**STATED TASK 1**
Do these statements agree with the disability etiquette tips? Answer yes or no for each, and quote the words of the tips that decide it.
(a) During a long conversation with a person in a wheelchair, you should sit down or even kneel or squat.
(b) When a deaf person uses an interpreter, you should speak through the interpreter.
(c) If you have trouble understanding a person with a speech impairment, it is better to act as if you understood.
**STATED TASK 2**
Can you sum up the disability etiquette tips in two sentences?
**STATED TASK 3**
Pick up the disability etiquette tips after the last sentence shown and continue them.

**DOCUMENT SEGMENT**
* Begin *

Following are some etiquette tips for interacting with people with disabilities.

1. Listen to the person with the disability. Don't make assumptions about what that person can or can’t do. Let them tell you.

2. When speaking with a person with a disability, talk directly to that person, not through his or her companion. This is true whether the person has a mobility impairment, a mental impairment, is blind or deaf and uses an interpreter.

3. Maintain eye contact, even if he or she is blind. If you are engaged in a long conversation with a person in a wheelchair, sit down or even kneel or squat to achieve eye contact.

4. Extend common courtesies to people with disabilities as you would anyone else: shake hands or hand over business cards. If the person can’t shake your hand or grasp your card, they will tell you. Don’t be ashamed of your attempt, however.

5. If the customer has a speech impairment and you are having trouble understanding what he or she is saying, ask them to repeat rather than pretend you understood. The former is respectful and leads to accurate communication; the latter is belittling and leads to embarrassment, usually for you.

6. Feel free to offer assistance to a person with a disability, but wait until your offer is accepted before you help. Don’t automatically push a wheelchair or grab a blind person’s arm to guide them through a door, across the street or anywhere.

7. When offering assistance to a person who is blind, allow him or her to take your arm. Speak to them to let them know you are nearby, and if you must depart, excuse yourself.

* End *

**DATA EXCERPTS**
* Begin *

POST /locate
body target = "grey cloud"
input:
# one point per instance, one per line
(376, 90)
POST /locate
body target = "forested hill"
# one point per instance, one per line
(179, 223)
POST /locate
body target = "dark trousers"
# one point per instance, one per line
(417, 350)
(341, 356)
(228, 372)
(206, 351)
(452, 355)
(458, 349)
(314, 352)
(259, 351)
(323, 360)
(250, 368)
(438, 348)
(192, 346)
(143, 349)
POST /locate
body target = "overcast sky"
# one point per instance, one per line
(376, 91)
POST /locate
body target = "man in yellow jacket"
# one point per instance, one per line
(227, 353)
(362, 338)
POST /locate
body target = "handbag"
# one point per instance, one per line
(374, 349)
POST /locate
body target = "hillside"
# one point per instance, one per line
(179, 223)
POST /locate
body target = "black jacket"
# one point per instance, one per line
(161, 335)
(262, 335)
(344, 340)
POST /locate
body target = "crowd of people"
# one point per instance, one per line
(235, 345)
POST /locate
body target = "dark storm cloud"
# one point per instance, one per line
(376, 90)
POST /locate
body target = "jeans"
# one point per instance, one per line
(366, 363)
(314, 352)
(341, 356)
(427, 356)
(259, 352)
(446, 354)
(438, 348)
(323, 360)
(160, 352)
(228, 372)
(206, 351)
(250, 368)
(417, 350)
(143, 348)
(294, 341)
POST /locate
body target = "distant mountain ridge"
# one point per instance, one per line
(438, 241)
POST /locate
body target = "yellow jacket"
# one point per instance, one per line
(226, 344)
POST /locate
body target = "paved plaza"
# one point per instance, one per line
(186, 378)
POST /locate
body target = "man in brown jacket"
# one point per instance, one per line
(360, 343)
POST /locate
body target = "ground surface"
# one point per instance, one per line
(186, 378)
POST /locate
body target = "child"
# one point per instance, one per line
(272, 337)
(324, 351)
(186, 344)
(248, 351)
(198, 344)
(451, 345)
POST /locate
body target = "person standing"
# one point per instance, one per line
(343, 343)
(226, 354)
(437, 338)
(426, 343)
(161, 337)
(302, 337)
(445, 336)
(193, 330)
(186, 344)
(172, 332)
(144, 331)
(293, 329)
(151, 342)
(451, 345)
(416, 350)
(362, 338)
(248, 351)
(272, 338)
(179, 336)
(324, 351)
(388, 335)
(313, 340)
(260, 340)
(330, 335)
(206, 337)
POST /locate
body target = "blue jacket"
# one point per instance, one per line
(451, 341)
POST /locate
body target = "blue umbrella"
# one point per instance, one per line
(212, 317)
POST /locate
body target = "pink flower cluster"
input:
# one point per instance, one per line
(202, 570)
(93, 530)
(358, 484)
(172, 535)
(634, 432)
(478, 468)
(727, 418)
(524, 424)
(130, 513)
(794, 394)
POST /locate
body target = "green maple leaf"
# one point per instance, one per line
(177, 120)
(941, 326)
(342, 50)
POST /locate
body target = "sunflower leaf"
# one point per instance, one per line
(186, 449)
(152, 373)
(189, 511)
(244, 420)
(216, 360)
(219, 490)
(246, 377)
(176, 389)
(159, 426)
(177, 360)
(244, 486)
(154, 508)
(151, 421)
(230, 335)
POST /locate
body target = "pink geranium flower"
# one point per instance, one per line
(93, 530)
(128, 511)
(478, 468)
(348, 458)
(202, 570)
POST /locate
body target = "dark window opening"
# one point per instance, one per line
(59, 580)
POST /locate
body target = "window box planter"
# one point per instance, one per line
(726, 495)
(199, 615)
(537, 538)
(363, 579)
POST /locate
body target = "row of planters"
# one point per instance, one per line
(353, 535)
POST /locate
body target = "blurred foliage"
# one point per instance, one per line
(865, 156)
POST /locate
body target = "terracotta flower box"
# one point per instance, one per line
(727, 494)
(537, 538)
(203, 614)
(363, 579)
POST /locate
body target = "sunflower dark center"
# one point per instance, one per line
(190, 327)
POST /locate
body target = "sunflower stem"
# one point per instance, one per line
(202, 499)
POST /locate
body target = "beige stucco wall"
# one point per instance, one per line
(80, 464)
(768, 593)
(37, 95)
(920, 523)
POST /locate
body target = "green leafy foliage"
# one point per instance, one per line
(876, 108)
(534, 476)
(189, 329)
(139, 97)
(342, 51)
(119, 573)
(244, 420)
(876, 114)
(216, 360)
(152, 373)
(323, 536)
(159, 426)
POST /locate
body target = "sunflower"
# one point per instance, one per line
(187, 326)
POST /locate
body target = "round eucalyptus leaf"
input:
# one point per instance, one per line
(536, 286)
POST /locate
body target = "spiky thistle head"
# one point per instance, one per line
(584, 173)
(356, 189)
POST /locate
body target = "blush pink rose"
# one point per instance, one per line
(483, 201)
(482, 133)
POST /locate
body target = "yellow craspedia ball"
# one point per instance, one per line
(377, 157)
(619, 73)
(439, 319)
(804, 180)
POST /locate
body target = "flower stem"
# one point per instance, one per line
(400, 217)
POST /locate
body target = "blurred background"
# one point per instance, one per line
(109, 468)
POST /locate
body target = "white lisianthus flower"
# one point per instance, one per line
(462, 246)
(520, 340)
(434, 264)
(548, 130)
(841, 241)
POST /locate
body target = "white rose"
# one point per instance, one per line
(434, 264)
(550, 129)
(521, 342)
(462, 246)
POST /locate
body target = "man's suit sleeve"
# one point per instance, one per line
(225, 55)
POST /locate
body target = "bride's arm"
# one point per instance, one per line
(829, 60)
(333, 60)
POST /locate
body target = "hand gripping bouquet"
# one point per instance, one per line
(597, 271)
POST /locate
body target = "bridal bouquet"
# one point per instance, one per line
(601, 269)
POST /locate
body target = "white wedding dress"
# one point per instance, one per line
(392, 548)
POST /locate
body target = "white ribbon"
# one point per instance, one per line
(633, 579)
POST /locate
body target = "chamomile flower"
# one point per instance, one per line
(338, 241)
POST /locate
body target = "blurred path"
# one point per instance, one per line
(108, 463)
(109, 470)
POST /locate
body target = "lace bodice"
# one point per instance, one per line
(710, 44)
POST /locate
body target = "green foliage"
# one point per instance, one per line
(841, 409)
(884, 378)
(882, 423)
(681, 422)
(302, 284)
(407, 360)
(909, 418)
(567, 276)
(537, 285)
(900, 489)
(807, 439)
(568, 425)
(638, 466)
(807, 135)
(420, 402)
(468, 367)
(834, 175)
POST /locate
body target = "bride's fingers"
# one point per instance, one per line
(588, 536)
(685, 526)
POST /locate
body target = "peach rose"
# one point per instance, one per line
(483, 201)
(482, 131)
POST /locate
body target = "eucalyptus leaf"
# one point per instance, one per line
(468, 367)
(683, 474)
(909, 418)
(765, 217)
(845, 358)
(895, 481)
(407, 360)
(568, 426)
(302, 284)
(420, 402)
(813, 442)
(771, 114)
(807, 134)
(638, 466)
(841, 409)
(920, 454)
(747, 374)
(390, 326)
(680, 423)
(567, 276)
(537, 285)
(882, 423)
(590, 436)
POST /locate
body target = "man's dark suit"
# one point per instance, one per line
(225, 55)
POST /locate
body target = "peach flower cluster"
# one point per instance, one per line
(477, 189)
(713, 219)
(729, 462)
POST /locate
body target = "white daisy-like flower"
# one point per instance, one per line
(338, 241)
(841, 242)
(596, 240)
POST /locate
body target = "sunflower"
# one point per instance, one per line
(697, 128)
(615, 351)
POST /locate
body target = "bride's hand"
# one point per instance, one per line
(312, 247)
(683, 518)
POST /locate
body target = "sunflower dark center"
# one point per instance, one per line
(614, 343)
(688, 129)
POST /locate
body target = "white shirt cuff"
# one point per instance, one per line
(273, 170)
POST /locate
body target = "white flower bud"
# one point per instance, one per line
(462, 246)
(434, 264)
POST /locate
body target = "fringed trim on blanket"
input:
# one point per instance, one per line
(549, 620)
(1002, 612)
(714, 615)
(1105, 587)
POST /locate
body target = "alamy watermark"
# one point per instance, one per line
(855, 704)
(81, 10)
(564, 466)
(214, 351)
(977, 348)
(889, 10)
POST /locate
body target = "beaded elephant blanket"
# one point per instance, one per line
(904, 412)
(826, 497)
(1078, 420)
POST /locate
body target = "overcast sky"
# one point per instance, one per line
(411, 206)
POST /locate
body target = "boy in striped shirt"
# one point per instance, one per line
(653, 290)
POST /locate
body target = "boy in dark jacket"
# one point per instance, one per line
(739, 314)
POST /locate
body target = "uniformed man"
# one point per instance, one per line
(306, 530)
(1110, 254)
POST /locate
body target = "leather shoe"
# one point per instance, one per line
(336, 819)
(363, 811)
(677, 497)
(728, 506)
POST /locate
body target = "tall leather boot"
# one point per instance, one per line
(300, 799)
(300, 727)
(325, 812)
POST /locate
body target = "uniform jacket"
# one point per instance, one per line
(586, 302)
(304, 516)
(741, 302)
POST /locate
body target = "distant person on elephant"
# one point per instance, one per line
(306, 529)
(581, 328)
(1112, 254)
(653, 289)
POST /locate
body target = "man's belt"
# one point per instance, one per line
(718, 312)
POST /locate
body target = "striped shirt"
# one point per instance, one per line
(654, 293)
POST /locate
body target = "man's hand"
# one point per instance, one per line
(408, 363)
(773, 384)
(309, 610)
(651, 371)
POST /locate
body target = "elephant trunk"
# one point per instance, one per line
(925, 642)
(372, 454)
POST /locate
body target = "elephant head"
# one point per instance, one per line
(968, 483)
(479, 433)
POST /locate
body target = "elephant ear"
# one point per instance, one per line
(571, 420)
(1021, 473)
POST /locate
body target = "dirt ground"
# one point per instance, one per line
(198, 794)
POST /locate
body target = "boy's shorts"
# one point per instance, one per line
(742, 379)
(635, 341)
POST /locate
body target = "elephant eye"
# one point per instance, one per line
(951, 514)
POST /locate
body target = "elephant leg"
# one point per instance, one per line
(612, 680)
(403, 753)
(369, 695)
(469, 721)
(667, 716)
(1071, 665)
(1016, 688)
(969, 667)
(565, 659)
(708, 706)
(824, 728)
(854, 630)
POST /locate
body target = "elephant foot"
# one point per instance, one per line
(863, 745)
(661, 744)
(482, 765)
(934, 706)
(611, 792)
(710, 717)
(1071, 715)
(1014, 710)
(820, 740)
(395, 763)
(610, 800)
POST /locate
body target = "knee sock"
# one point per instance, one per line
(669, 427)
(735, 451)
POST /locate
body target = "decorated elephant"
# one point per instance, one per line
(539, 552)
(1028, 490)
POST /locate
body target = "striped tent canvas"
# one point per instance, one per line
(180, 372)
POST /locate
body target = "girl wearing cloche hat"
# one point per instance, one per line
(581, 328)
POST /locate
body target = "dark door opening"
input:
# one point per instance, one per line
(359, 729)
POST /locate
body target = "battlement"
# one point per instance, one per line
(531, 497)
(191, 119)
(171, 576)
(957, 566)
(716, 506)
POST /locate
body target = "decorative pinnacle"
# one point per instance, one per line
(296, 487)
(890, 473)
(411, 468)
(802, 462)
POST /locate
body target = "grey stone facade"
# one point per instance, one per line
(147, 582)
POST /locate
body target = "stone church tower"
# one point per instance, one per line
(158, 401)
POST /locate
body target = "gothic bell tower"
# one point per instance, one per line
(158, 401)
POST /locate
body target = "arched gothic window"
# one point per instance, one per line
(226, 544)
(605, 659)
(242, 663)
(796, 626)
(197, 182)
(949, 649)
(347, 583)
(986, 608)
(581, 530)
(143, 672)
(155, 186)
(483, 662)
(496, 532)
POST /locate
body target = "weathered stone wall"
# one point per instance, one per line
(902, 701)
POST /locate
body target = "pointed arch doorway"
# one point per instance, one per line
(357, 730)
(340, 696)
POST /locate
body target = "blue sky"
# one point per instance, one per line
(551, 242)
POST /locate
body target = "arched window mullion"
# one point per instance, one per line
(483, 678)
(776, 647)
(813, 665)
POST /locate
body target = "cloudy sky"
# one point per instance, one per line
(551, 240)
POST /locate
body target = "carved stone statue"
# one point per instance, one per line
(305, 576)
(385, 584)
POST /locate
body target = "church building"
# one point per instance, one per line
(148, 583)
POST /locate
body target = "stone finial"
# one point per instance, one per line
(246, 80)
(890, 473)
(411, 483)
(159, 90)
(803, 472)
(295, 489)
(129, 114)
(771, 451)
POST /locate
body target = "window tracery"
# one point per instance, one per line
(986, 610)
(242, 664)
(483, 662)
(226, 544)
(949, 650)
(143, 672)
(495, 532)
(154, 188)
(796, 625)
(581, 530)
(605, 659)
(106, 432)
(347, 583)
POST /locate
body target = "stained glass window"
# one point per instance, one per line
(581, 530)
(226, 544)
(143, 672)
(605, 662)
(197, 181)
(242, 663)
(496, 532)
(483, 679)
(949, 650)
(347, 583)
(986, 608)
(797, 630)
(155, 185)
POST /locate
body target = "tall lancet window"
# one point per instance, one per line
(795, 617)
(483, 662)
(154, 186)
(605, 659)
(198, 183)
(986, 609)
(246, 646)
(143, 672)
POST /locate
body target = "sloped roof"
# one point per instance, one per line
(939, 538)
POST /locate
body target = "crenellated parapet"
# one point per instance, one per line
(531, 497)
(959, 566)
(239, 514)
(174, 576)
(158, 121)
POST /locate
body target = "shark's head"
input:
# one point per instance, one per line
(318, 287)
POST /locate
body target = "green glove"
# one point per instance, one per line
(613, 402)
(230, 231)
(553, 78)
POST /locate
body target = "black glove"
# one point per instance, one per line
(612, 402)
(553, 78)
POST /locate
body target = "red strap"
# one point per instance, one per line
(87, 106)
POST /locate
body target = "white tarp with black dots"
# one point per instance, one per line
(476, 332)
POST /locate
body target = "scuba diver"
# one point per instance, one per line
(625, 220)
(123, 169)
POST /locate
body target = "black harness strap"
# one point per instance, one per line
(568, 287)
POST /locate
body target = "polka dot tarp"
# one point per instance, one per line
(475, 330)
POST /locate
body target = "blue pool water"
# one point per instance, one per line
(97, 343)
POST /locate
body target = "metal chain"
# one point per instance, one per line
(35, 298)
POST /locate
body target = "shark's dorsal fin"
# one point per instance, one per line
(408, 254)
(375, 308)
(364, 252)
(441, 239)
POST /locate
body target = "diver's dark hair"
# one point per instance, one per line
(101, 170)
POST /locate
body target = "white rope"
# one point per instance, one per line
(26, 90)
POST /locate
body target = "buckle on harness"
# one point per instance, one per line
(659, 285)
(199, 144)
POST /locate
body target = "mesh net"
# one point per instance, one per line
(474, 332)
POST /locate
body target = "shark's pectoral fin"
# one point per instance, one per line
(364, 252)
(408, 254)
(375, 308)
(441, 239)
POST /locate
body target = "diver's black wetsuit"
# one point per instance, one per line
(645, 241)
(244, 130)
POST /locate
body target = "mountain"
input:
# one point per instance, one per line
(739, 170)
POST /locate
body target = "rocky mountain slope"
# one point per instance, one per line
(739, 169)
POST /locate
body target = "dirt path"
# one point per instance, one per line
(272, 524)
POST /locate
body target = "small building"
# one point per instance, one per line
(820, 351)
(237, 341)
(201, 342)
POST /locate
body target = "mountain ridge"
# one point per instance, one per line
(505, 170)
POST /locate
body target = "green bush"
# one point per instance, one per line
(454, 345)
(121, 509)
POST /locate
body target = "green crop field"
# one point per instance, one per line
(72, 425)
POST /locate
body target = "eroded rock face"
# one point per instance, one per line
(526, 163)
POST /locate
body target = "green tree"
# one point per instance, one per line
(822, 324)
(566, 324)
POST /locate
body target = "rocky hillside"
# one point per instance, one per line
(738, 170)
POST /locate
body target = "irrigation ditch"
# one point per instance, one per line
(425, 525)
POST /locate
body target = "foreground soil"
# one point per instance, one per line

* End *

**WRITTEN REPLY 1**
(a) Yes: "If you are engaged in a long conversation with a person in a wheelchair, sit down or even kneel or squat to achieve eye contact."
(b) No: "talk directly to that person, not through his or her companion. This is true whether the person has a mobility impairment, a mental impairment, is blind or deaf and uses an interpreter."
(c) No: "ask them to repeat rather than pretend you understood."

**WRITTEN REPLY 2**
The tips advise listening to people with disabilities instead of making assumptions, speaking directly to them rather than through a companion, keeping eye contact, and extending ordinary courtesies like handshakes. They also say to ask someone with a speech impairment to repeat rather than pretend to understand, and to offer assistance but wait until it is accepted, letting a blind person take your arm.

**WRITTEN REPLY 3**
8. Speak in a normal voice, unless the impairment is a hearing loss. Don’t raise your voice or talk as if you were addressing a child.

9. Do not lean on a person’s wheelchair. That’s invading not only his space but his person.

10. Do not pet, play with or otherwise distract a seeing-eye dog or service dog. That dog is doing a job and you are interfering. In some states, it’s illegal.

11. Relax. Use your normal vocabulary. It’s OK to say to a person in a wheelchair, “Let’s take a walk.” It’s OK to say “See you later” to a person who is blind. Trying to correct yourself only leads to more discomfort.

12. It’s OK to feel nervous or uncomfortable around people with disabilities, and it’s OK to admit that. It’s human to feel that way at first. When you encounter these situations, think “person” first instead of focusing on the disability, and through eye contact, common courtesies, and listening, you will eventually relax.

Eric Minton, editor-in-chief of THE LOOP, is a nationally known writer in disability issues, having written more than 80 articles on the Americans with Disabilities Act, assistive technology and disability culture for 40 publications. A former member of the communications subcommittee of the U.S. President’s Committee on Employment of People with Disabilities, Minton has a Master’s of Humanities in Disabilities Studies. For more information, visit www.ericminton.com.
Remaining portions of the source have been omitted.